PROBLEM:
Verbatim repeat, images excluded. Give each entry again as written.

== MATERIAL TO PROCESS ==

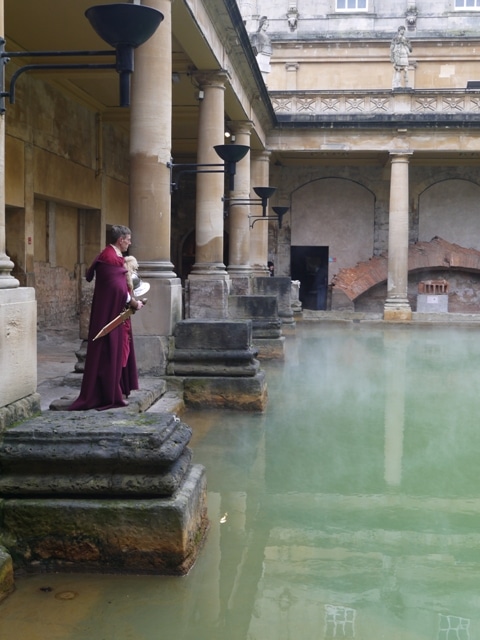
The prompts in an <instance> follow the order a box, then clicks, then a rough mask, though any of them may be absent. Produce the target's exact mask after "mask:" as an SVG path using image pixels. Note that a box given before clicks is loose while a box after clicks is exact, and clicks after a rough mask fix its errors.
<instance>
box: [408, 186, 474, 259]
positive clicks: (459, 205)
mask: <svg viewBox="0 0 480 640" xmlns="http://www.w3.org/2000/svg"><path fill="white" fill-rule="evenodd" d="M479 202H480V185H478V184H477V183H476V182H475V181H473V180H468V179H465V178H458V177H446V178H444V179H442V180H437V181H436V182H435V183H433V184H430V185H429V186H428V187H426V188H425V189H424V190H423V191H421V192H419V194H418V241H419V242H426V241H428V240H429V239H430V238H432V237H433V236H437V235H438V236H441V237H442V238H443V239H444V240H446V241H447V242H451V243H453V244H458V245H460V246H462V247H467V248H469V249H477V250H480V208H479V205H478V203H479ZM453 212H455V215H452V213H453Z"/></svg>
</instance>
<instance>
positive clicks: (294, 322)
mask: <svg viewBox="0 0 480 640" xmlns="http://www.w3.org/2000/svg"><path fill="white" fill-rule="evenodd" d="M253 293H255V294H260V295H270V296H276V298H277V304H278V316H279V318H280V320H281V321H282V331H283V332H284V333H285V332H288V331H290V332H291V331H293V330H294V329H295V319H294V317H293V310H292V281H291V279H290V278H287V277H285V276H274V277H273V278H272V277H270V276H267V277H259V278H254V279H253Z"/></svg>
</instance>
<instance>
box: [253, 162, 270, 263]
mask: <svg viewBox="0 0 480 640" xmlns="http://www.w3.org/2000/svg"><path fill="white" fill-rule="evenodd" d="M269 174H270V151H260V152H252V159H251V182H252V191H251V193H250V197H251V198H257V197H258V196H257V195H256V194H255V192H254V191H253V187H268V186H269V184H270V183H269ZM257 209H259V208H258V207H254V208H253V209H252V211H251V214H252V215H254V216H259V215H261V210H258V211H257ZM269 215H270V214H269ZM251 222H252V223H254V224H253V227H252V228H251V229H250V264H251V266H252V271H253V275H254V276H269V275H270V274H269V271H268V267H267V262H268V227H269V224H268V222H267V221H266V222H262V221H259V222H255V220H251Z"/></svg>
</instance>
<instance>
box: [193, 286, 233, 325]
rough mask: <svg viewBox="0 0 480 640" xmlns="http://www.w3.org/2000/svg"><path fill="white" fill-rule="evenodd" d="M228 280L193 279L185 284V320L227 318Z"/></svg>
mask: <svg viewBox="0 0 480 640" xmlns="http://www.w3.org/2000/svg"><path fill="white" fill-rule="evenodd" d="M230 285H231V282H230V280H228V281H227V280H223V279H215V280H214V279H213V278H194V279H190V276H189V278H188V280H187V281H186V282H185V318H195V319H201V320H222V319H225V318H226V317H227V316H228V296H229V294H230Z"/></svg>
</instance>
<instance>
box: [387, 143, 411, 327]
mask: <svg viewBox="0 0 480 640" xmlns="http://www.w3.org/2000/svg"><path fill="white" fill-rule="evenodd" d="M410 155H411V153H409V152H402V153H392V155H391V181H390V212H389V230H388V285H387V299H386V301H385V305H384V311H383V317H384V320H392V321H397V322H404V321H409V320H411V319H412V309H411V307H410V303H409V302H408V295H407V293H408V162H409V156H410Z"/></svg>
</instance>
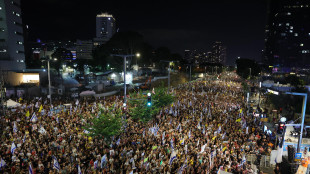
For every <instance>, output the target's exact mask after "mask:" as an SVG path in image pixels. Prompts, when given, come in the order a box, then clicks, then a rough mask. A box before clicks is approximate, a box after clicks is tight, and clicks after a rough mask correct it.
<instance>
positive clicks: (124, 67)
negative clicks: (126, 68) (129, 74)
mask: <svg viewBox="0 0 310 174" xmlns="http://www.w3.org/2000/svg"><path fill="white" fill-rule="evenodd" d="M112 56H118V57H122V58H123V59H124V103H126V58H127V57H132V56H134V54H128V55H123V54H112Z"/></svg>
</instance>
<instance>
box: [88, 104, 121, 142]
mask: <svg viewBox="0 0 310 174" xmlns="http://www.w3.org/2000/svg"><path fill="white" fill-rule="evenodd" d="M100 112H101V114H99V117H98V118H97V117H94V118H93V119H91V120H90V124H88V125H86V126H85V127H84V129H85V130H87V131H89V132H90V133H88V135H89V136H92V137H97V138H106V139H107V140H110V138H111V137H112V136H116V135H118V134H119V133H120V132H121V127H122V118H121V117H122V115H123V113H122V111H121V110H119V109H118V110H116V111H115V112H113V113H112V111H111V110H107V111H105V110H103V109H101V111H100Z"/></svg>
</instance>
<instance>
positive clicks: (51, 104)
mask: <svg viewBox="0 0 310 174" xmlns="http://www.w3.org/2000/svg"><path fill="white" fill-rule="evenodd" d="M41 60H42V61H47V78H48V97H47V98H49V99H50V104H51V105H52V92H51V72H50V61H51V60H54V61H57V58H54V59H50V57H49V56H45V57H44V58H43V59H41Z"/></svg>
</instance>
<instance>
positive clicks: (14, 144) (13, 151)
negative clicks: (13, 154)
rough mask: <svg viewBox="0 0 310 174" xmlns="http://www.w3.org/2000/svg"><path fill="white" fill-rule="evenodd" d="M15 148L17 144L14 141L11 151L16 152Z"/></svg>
mask: <svg viewBox="0 0 310 174" xmlns="http://www.w3.org/2000/svg"><path fill="white" fill-rule="evenodd" d="M15 150H16V145H15V143H14V142H13V143H12V146H11V153H12V154H14V152H15Z"/></svg>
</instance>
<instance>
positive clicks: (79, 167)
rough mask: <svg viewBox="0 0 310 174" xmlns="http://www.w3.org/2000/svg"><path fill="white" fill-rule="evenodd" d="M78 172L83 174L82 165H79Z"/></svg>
mask: <svg viewBox="0 0 310 174" xmlns="http://www.w3.org/2000/svg"><path fill="white" fill-rule="evenodd" d="M78 174H82V171H81V167H80V165H78Z"/></svg>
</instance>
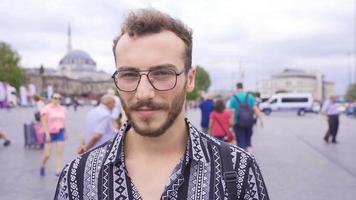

===

OUTPUT OF THE EXERCISE:
The prompts in an <instance> follow the order a box, then clicks, then a rough mask, though any of them may be absent. Produce the target's exact mask after "mask:" as an SVG path using image pixels. Note that a box given before clicks is loose while a box after clicks is exact, and clicks after a rough mask fix its errors.
<instance>
box: [408, 186, 474, 259]
positive clicks: (459, 205)
mask: <svg viewBox="0 0 480 640" xmlns="http://www.w3.org/2000/svg"><path fill="white" fill-rule="evenodd" d="M479 202H480V185H478V184H477V183H476V182H475V181H473V180H468V179H465V178H458V177H446V178H444V179H442V180H437V181H436V182H435V183H433V184H430V185H429V186H428V187H426V188H425V189H424V190H423V191H421V192H419V194H418V241H419V242H426V241H428V240H429V239H430V238H432V237H433V236H437V235H438V236H441V237H442V238H443V239H444V240H446V241H447V242H451V243H453V244H458V245H460V246H462V247H467V248H469V249H477V250H480V208H479V205H478V203H479ZM453 212H455V215H452V213H453Z"/></svg>
</instance>
<instance>
positive clicks: (294, 322)
mask: <svg viewBox="0 0 480 640" xmlns="http://www.w3.org/2000/svg"><path fill="white" fill-rule="evenodd" d="M253 293H255V294H260V295H270V296H276V298H277V304H278V316H279V318H280V320H281V321H282V331H283V332H284V333H285V332H288V331H290V332H291V331H293V330H294V329H295V319H294V317H293V310H292V281H291V279H290V278H287V277H285V276H274V277H273V278H272V277H270V276H267V277H259V278H254V279H253Z"/></svg>
</instance>
<instance>
box: [253, 162, 270, 263]
mask: <svg viewBox="0 0 480 640" xmlns="http://www.w3.org/2000/svg"><path fill="white" fill-rule="evenodd" d="M269 174H270V151H260V152H252V159H251V182H252V191H251V193H250V197H251V198H257V197H258V196H257V195H256V194H255V192H254V191H253V187H268V186H269V184H270V183H269ZM257 209H259V208H258V207H254V208H253V209H252V211H251V214H252V215H254V216H259V215H261V210H258V211H257ZM269 215H270V214H269ZM251 222H252V223H254V224H253V227H252V228H251V229H250V264H251V266H252V271H253V275H254V276H269V275H270V274H269V271H268V267H267V262H268V227H269V224H268V222H267V221H266V222H262V221H259V222H255V220H251Z"/></svg>
</instance>
<instance>
box: [193, 286, 233, 325]
rough mask: <svg viewBox="0 0 480 640" xmlns="http://www.w3.org/2000/svg"><path fill="white" fill-rule="evenodd" d="M228 280L193 279L185 284V320L227 318Z"/></svg>
mask: <svg viewBox="0 0 480 640" xmlns="http://www.w3.org/2000/svg"><path fill="white" fill-rule="evenodd" d="M230 285H231V282H230V280H228V281H227V280H223V279H215V280H214V279H213V278H194V279H190V276H189V278H188V280H187V281H186V282H185V318H195V319H201V320H222V319H225V318H226V317H227V316H228V296H229V294H230Z"/></svg>
</instance>
<instance>
box: [387, 143, 411, 327]
mask: <svg viewBox="0 0 480 640" xmlns="http://www.w3.org/2000/svg"><path fill="white" fill-rule="evenodd" d="M410 155H411V153H409V152H402V153H392V155H391V181H390V212H389V230H388V285H387V299H386V301H385V305H384V311H383V317H384V320H392V321H397V322H404V321H409V320H411V319H412V309H411V307H410V303H409V302H408V295H407V293H408V162H409V156H410Z"/></svg>
</instance>
For every <instance>, output the target's exact mask after "mask:" as an SVG path in image pixels. Prompts, when given, come in the order a box, then clicks, then a rough mask. A box before clicks is approximate, a box after clicks is tight, and clicks after a rough mask correct it.
<instance>
positive clicks: (124, 67)
negative clicks: (126, 68) (129, 74)
mask: <svg viewBox="0 0 310 174" xmlns="http://www.w3.org/2000/svg"><path fill="white" fill-rule="evenodd" d="M112 56H118V57H122V58H123V59H124V103H126V58H127V57H132V56H134V54H128V55H123V54H112Z"/></svg>
</instance>
<instance>
box: [88, 104, 121, 142]
mask: <svg viewBox="0 0 310 174" xmlns="http://www.w3.org/2000/svg"><path fill="white" fill-rule="evenodd" d="M100 112H101V114H99V117H98V118H97V117H94V118H93V119H91V120H90V124H88V125H86V126H85V127H84V129H85V130H87V131H89V132H90V133H88V135H89V136H92V137H97V138H106V139H107V140H110V138H111V137H112V136H116V135H118V134H119V133H120V132H121V127H122V118H121V117H122V115H123V113H122V111H121V110H119V109H118V110H116V111H115V112H113V113H112V111H111V110H107V111H105V110H103V109H101V111H100Z"/></svg>
</instance>
<instance>
positive clicks: (51, 104)
mask: <svg viewBox="0 0 310 174" xmlns="http://www.w3.org/2000/svg"><path fill="white" fill-rule="evenodd" d="M41 60H42V61H47V78H48V97H47V98H49V99H50V104H51V105H52V92H51V72H50V61H51V60H54V61H57V58H54V59H50V57H49V56H45V57H44V58H43V59H41Z"/></svg>
</instance>
<instance>
positive clicks: (14, 144) (13, 151)
negative clicks: (13, 154)
rough mask: <svg viewBox="0 0 310 174" xmlns="http://www.w3.org/2000/svg"><path fill="white" fill-rule="evenodd" d="M15 148L17 144L14 141L11 151L16 152Z"/></svg>
mask: <svg viewBox="0 0 310 174" xmlns="http://www.w3.org/2000/svg"><path fill="white" fill-rule="evenodd" d="M15 150H16V145H15V143H14V142H13V143H12V146H11V153H12V154H14V152H15Z"/></svg>
</instance>
<instance>
positive clicks: (79, 167)
rough mask: <svg viewBox="0 0 310 174" xmlns="http://www.w3.org/2000/svg"><path fill="white" fill-rule="evenodd" d="M78 172L83 174L82 165H79Z"/></svg>
mask: <svg viewBox="0 0 310 174" xmlns="http://www.w3.org/2000/svg"><path fill="white" fill-rule="evenodd" d="M78 174H82V171H81V167H80V165H78Z"/></svg>
</instance>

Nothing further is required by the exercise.